-------- RECORDED INFORMATION

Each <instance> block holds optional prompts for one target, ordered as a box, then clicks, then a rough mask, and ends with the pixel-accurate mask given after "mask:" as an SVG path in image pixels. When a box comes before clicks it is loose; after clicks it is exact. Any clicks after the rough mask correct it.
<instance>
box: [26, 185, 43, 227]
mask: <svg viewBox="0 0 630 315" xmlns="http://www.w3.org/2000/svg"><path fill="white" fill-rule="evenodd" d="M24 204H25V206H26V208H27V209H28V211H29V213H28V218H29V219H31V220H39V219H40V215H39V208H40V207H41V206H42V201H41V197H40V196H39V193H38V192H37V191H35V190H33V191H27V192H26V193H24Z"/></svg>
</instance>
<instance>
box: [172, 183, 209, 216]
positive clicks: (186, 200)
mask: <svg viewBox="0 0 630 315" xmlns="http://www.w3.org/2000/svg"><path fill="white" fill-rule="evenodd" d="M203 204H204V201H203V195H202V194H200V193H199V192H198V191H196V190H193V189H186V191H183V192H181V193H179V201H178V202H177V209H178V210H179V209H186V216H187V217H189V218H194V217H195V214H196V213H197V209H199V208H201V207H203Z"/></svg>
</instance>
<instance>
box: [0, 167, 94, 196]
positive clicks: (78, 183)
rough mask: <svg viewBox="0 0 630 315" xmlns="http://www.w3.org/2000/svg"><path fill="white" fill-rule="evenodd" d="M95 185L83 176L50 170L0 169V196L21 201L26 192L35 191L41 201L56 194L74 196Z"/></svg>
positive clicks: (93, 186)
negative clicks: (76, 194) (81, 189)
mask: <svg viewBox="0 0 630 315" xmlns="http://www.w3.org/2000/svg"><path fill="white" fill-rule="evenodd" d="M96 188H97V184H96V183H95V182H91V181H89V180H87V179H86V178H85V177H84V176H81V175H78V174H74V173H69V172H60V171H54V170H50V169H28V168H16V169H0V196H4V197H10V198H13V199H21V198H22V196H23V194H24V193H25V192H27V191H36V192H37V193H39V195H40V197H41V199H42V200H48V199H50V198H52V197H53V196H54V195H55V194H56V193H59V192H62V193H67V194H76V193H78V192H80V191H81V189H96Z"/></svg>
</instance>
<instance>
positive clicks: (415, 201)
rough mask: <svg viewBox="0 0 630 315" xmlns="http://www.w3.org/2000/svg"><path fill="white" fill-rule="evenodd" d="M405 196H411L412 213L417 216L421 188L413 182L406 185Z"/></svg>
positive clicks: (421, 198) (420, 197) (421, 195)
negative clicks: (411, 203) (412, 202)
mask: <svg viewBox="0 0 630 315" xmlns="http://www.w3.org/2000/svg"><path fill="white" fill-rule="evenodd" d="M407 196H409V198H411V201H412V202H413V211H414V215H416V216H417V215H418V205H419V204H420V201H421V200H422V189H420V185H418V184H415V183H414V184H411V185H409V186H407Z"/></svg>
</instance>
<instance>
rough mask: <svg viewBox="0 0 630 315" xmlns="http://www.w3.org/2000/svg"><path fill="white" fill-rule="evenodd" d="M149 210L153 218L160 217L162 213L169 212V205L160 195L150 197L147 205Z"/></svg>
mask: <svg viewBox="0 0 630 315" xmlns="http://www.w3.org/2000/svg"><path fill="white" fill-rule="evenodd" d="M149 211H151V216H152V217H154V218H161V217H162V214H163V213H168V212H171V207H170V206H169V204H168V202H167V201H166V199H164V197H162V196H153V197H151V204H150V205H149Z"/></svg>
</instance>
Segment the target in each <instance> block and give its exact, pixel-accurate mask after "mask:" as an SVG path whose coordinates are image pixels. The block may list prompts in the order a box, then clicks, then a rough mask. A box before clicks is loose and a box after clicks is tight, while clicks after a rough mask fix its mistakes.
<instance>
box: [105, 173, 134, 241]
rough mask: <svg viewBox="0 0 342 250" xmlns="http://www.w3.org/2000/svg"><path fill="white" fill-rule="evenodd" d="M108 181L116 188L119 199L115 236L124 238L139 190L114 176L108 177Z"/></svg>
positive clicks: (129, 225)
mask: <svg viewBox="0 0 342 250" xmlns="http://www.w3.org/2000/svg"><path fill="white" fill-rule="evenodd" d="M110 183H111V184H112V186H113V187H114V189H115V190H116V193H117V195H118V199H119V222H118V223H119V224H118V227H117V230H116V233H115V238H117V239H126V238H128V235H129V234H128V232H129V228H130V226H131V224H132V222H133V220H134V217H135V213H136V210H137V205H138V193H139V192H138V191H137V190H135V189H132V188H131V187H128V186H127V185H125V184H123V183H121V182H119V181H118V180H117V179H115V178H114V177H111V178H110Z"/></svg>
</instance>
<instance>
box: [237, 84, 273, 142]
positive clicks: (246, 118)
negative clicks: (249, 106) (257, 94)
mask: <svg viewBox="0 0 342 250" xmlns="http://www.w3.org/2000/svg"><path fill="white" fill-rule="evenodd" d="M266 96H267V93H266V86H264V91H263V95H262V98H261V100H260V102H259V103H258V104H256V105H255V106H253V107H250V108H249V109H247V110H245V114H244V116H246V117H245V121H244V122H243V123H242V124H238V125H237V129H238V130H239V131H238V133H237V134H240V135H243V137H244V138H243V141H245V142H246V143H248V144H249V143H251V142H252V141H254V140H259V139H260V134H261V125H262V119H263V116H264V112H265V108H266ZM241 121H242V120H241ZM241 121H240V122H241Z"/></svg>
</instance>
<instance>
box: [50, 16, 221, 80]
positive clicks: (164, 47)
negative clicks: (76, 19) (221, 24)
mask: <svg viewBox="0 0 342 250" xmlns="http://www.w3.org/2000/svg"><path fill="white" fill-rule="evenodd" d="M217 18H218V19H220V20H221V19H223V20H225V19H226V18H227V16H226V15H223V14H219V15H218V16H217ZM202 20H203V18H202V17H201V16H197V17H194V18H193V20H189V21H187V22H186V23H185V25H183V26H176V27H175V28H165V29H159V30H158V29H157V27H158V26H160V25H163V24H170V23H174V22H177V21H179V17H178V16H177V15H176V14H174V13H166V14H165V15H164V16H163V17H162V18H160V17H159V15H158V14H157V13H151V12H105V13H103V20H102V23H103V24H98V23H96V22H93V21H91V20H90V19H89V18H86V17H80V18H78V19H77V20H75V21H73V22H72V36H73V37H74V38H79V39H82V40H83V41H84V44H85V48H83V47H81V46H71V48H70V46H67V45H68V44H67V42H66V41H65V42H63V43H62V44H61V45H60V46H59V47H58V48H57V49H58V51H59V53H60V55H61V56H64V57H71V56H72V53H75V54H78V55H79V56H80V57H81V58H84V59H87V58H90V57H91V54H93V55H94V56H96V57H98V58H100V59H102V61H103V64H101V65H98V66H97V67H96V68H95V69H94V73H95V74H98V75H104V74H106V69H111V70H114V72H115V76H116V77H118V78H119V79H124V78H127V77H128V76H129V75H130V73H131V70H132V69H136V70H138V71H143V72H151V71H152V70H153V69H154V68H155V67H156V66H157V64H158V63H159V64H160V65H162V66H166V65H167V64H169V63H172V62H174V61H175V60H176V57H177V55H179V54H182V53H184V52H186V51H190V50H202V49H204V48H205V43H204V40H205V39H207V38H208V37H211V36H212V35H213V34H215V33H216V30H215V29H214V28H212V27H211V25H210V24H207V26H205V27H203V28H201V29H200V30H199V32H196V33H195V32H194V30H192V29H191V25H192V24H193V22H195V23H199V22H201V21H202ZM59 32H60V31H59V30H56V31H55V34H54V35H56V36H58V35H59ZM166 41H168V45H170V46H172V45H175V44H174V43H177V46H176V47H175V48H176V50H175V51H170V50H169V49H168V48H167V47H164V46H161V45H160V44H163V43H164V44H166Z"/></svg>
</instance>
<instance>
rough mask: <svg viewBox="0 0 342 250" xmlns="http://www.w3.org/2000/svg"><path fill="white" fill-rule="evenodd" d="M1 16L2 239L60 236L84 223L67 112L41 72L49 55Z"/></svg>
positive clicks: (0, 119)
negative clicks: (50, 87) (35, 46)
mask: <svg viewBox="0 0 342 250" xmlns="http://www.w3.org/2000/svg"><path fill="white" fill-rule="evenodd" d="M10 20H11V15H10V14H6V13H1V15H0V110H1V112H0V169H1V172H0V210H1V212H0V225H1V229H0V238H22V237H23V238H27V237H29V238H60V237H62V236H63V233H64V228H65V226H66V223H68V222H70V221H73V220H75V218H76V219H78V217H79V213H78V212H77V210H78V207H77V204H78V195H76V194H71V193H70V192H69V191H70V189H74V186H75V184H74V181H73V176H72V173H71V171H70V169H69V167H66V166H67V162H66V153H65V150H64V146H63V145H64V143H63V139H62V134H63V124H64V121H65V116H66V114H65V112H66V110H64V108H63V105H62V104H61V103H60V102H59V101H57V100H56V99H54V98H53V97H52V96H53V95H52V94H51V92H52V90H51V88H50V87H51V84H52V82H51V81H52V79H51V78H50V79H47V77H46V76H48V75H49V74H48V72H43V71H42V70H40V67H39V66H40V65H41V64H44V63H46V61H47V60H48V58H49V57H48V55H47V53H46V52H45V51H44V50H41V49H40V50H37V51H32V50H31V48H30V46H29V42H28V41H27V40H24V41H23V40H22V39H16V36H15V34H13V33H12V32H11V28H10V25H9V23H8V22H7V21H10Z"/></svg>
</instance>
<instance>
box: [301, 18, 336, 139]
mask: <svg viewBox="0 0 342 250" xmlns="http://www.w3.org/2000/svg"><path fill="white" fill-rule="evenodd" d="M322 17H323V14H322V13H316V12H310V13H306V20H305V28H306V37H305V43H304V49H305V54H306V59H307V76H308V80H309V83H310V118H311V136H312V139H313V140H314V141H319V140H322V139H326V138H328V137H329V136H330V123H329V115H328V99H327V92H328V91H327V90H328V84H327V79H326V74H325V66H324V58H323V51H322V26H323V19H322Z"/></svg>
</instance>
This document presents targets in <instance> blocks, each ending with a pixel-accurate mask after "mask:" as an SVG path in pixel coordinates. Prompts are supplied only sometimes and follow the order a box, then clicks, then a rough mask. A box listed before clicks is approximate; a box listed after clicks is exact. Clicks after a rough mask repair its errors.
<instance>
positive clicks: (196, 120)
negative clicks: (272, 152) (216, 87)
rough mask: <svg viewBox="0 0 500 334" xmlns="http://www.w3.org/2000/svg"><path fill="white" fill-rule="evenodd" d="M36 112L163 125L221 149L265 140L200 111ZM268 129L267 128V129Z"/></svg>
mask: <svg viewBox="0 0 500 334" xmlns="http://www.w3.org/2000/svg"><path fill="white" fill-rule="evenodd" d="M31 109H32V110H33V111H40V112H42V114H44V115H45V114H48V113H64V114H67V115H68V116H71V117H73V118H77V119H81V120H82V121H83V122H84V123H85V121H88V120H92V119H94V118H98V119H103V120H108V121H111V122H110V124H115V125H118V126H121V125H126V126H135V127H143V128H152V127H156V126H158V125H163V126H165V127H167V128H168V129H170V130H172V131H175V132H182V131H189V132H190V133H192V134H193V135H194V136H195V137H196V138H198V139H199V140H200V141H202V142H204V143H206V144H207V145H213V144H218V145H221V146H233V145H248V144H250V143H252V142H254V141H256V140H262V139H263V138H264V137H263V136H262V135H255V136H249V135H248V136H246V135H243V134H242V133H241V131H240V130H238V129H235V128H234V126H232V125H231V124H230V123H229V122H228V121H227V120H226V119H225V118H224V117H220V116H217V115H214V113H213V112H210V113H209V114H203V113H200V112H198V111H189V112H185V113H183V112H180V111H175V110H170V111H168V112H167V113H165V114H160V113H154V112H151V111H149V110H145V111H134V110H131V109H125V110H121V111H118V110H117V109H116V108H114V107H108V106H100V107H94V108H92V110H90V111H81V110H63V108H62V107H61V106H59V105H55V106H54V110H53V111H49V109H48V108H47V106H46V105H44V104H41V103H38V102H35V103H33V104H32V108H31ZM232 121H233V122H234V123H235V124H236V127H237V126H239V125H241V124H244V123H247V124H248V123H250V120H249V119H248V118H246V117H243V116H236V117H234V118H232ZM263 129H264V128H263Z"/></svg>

----------------

◆ TRY IT:
Please rewrite the data from its start through the line holding "box: [26, 185, 43, 227]", inclusive, with "rough mask" changed to "coarse mask" and nothing else altered.

◆ COMPLETED TASK:
Each <instance> block holds optional prompts for one target, ordered as a box, then clicks, then a coarse mask, and ends with the pixel-accurate mask given after "mask:" as an SVG path in image pixels. When a box comes before clicks it is loose; after clicks it is exact. Any clicks after the coarse mask correct it.
<instance>
box: [26, 185, 43, 227]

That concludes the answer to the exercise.